* **Written problem**
Write out every single entry exactly.

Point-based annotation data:
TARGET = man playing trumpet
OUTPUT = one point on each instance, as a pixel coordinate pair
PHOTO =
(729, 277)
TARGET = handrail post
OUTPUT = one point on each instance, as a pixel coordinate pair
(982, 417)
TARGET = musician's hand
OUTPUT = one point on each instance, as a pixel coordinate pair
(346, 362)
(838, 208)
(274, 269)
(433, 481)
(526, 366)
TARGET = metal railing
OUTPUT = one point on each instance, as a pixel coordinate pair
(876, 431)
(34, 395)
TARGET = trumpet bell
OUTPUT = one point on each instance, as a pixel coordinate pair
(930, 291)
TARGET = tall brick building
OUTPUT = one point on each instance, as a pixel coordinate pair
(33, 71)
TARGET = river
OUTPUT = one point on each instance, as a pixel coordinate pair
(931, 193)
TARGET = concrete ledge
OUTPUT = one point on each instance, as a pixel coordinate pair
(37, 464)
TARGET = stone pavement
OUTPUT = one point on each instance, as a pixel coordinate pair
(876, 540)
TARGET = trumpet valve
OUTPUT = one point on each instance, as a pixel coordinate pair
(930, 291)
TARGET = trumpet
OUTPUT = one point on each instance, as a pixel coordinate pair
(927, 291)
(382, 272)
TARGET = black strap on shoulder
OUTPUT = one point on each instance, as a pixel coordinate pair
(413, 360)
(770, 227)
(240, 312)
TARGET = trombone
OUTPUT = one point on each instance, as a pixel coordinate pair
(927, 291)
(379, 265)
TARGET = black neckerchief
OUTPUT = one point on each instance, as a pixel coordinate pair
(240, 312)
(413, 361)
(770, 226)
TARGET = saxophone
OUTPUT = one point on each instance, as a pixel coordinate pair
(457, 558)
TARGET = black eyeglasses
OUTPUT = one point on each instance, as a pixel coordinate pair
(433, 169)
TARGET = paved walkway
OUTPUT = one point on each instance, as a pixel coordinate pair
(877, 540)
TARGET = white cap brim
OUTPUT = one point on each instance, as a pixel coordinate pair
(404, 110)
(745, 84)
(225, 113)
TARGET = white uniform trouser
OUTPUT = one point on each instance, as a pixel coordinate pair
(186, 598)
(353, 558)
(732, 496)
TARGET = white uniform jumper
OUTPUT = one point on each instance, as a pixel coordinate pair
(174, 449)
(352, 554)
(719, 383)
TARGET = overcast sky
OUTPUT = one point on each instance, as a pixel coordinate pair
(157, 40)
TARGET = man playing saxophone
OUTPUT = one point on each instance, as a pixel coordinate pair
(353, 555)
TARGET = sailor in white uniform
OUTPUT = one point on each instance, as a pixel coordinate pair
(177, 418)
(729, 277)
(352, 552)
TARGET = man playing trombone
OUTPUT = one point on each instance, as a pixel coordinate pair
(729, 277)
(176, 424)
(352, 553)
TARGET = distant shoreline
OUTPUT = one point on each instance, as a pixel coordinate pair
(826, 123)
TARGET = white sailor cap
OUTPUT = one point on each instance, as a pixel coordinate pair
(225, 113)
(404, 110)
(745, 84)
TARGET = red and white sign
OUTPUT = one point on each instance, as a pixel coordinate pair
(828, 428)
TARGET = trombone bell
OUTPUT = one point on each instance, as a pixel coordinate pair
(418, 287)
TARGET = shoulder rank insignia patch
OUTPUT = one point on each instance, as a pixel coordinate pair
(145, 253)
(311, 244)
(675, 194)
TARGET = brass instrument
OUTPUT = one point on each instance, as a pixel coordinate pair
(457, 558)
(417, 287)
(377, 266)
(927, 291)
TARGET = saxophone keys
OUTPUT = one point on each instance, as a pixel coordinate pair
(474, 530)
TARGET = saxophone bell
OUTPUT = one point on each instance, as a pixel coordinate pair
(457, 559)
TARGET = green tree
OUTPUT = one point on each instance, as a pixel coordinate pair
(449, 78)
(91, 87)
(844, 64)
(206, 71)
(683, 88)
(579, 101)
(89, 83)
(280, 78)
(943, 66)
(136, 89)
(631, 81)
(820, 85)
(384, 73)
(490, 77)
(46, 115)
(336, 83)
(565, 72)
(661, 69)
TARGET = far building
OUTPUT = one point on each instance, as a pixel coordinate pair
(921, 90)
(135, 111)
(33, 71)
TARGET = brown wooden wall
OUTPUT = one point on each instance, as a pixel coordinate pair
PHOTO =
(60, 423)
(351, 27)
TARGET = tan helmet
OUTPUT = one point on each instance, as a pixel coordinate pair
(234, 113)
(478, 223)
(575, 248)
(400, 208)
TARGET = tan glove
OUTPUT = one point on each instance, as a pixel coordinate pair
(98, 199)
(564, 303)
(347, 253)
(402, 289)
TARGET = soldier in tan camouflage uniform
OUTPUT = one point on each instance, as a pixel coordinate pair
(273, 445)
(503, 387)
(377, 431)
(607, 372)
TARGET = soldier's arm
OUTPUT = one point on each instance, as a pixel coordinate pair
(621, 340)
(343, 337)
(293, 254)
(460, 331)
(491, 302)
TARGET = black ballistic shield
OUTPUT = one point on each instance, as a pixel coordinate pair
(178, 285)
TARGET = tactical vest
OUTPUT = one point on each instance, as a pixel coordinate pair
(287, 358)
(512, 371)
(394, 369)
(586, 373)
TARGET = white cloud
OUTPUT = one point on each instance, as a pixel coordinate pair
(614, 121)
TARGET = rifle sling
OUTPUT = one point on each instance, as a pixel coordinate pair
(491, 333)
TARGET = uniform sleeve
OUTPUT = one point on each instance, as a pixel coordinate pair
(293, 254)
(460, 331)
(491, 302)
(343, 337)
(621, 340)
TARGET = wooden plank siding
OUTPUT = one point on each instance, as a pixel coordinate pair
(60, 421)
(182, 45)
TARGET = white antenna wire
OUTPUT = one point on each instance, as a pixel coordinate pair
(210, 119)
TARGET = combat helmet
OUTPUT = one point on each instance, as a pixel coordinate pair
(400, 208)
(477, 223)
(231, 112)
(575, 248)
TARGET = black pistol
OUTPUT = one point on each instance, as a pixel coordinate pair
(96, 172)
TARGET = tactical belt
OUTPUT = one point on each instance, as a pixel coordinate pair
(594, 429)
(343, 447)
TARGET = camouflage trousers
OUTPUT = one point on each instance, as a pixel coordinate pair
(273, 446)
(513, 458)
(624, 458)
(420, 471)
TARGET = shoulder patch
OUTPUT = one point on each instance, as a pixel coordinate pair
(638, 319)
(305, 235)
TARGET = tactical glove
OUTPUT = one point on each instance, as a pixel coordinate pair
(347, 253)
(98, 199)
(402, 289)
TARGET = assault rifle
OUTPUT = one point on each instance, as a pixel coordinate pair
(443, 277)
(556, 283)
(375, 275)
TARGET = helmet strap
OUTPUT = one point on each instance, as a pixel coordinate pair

* **The solution**
TARGET = man playing trumpet
OUTPUT = one point on each instance, as a pixel coordinate pair
PHOTO =
(729, 277)
TARGET = handrail post
OUTPUT = one point on each instance, as a pixel coordinate pair
(982, 417)
TARGET = musician's hand
OUTPUT = one point on each instance, as a pixel coordinate pair
(346, 362)
(838, 208)
(274, 269)
(433, 481)
(526, 366)
TARGET = metal railing
OUTPUT = one point on each instance, as a pixel coordinate pair
(876, 431)
(34, 395)
TARGET = trumpet bell
OUTPUT = one point on each instance, as a pixel coordinate pair
(930, 291)
TARGET = tall brick building
OUTPUT = one point on each instance, as a pixel coordinate pair
(33, 71)
TARGET = river
OUTPUT = one point on each instance, as a pixel coordinate pair
(931, 193)
TARGET = concrete ledge
OUTPUT = one point on each instance, as a pixel coordinate pair
(37, 464)
TARGET = stone pavement
OUTPUT = one point on each instance, as a pixel coordinate pair
(876, 540)
TARGET = trumpet valve
OUTPUT = one point on each instance, as a pixel coordinate pair
(930, 291)
TARGET = trumpet
OUTPUT = one point on each instance, as a pixel coordinate pair
(927, 291)
(382, 272)
TARGET = black strap on shoulder
OUTPUT = one point on each instance, as a pixel coordinate pair
(413, 360)
(770, 227)
(240, 312)
TARGET = trombone
OUTPUT = one point on each instance, as a pixel coordinate pair
(927, 291)
(379, 265)
TARGET = black neckerchief
OUTPUT = one point on each instance, as a pixel coordinate pair
(240, 312)
(413, 361)
(770, 226)
TARGET = saxophone
OUTPUT = one point on each instance, as a pixel coordinate pair
(457, 558)
TARGET = black eyeglasses
OUTPUT = one point on each instance, as a pixel coordinate pair
(433, 169)
TARGET = paved walkway
OUTPUT = one point on each instance, as a pixel coordinate pair
(877, 540)
TARGET = white cap brim
OUTPUT = one point on each instance, as a pixel coordinate pair
(404, 110)
(745, 84)
(225, 113)
TARGET = white uniform trouser
OUTPUT = one point on each instance, as a pixel coordinate pair
(186, 598)
(353, 558)
(732, 496)
TARGET = white uniform jumper
OUTPUT = one point on each instance, as a pixel coordinate pair
(174, 449)
(352, 554)
(719, 383)
TARGET = overcast sky
OUTPUT = one point on each instance, as a pixel coordinate pair
(157, 40)
TARGET = man playing saxophone
OUTPUT = one point on each instance, as a pixel coordinate pair
(353, 555)
TARGET = sailor in white uniform
OUTPUT = one point on each instance, as a pixel coordinate pair
(177, 418)
(729, 277)
(352, 552)
TARGET = man playing trombone
OUTPUT = one point on each instance, as a pixel coordinate pair
(729, 277)
(176, 424)
(352, 553)
TARGET = distant shoreline
OUTPUT = one point on each instance, as a pixel coordinate pair
(826, 123)
TARGET = white sailor cap
OUTPUT = one point on each instance, as a pixel coordinate pair
(225, 113)
(404, 110)
(745, 84)
TARGET = red and white sign
OUTPUT = one point on each instance, as a pixel coordinate pair
(828, 428)
TARGET = trombone bell
OUTPUT = one point on each instance, as a pixel coordinate pair
(418, 287)
TARGET = shoulder rank insignia patch
OUTPUT = one point on each instance, as a pixel coordinate pair
(145, 253)
(311, 244)
(675, 194)
TARGET = brass instrument
OUTPUT = one point on each instance, as a pixel coordinate pair
(457, 558)
(417, 287)
(377, 266)
(927, 291)
TARGET = saxophone keys
OUTPUT = one point on each instance, as a pixel coordinate pair
(474, 530)
TARGET = saxophone bell
OUTPUT = one point on each instance, as a pixel coordinate pair
(457, 559)
TARGET = green tree
OUTPUT = one point on each instance, as a pixel coordinate pair
(449, 78)
(91, 87)
(844, 64)
(206, 71)
(683, 88)
(579, 101)
(89, 83)
(280, 78)
(943, 66)
(136, 89)
(631, 81)
(820, 85)
(384, 73)
(490, 77)
(46, 115)
(336, 83)
(565, 72)
(661, 69)
TARGET = far building
OUTPUT = one point on each instance, as a pixel coordinate pair
(921, 90)
(135, 111)
(33, 71)
TARGET = brown wooden wall
OUTPUT = one point on each instance, as a pixel coordinate pair
PHOTO =
(60, 423)
(351, 27)
TARGET = tan helmet
OUTPUT = one point on each instance, as a pixel coordinate pair
(234, 113)
(478, 223)
(575, 248)
(400, 208)
TARGET = tan glove
OUTPUT = one point on each instance, as a pixel coordinate pair
(98, 199)
(564, 303)
(347, 253)
(402, 289)
TARGET = soldier in tan camouflage uniform
OUTPUT = one point on each instance, as a pixel coordinate pair
(273, 445)
(503, 387)
(377, 431)
(607, 372)
TARGET = soldier's arm
OUTPUT = one point on each instance, as a pixel coordinate pair
(621, 340)
(343, 337)
(293, 254)
(460, 331)
(491, 302)
TARGET = black ballistic shield
OUTPUT = one point on each instance, as a pixel coordinate pair
(178, 285)
TARGET = tactical vest
OUTPUT = one point on each instance, as a pixel coordinate pair
(287, 358)
(512, 371)
(394, 369)
(586, 373)
TARGET = white cloud
OUTPUT = one point on each instance, as a pixel coordinate pair
(614, 121)
TARGET = rifle sling
OUTPUT = one point on each instance, as a pixel coordinate pair
(491, 333)
TARGET = uniform sleeve
OUTPUT = one point on each instance, as a pixel coordinate pair
(293, 254)
(460, 331)
(491, 302)
(343, 337)
(621, 340)
TARGET = wooden plank siding
OUTPUT = one point on each instance, as a pixel coordinate pair
(60, 421)
(182, 45)
TARGET = white antenna wire
OUTPUT = one point on each instance, as a pixel coordinate pair
(210, 119)
TARGET = combat helmet
OUTPUT = one point on each instance, as a pixel coordinate pair
(400, 208)
(477, 223)
(231, 112)
(575, 248)
TARGET = black pistol
OUTPUT = one point on each instance, as a pixel coordinate pair
(96, 172)
TARGET = tactical belt
OUTPUT = one point on each instance, as a pixel coordinate pair
(594, 429)
(343, 447)
TARGET = camouflage trousers
OUTPUT = one point on each instance, as a pixel coordinate pair
(273, 446)
(513, 458)
(624, 458)
(420, 471)
TARGET = shoulder patch
OUTPUT = one point on each instance, as a pixel coordinate pair
(638, 319)
(305, 235)
TARGET = tactical glove
OUTPUT = one point on each instance, as a pixel coordinate pair
(347, 253)
(98, 199)
(402, 289)
TARGET = assault rifle
OUTPUT = one point on each instance, as a pixel coordinate pair
(443, 277)
(556, 283)
(375, 275)
TARGET = helmet strap
OUTPUT = one point on each instance, as a pixel coordinate pair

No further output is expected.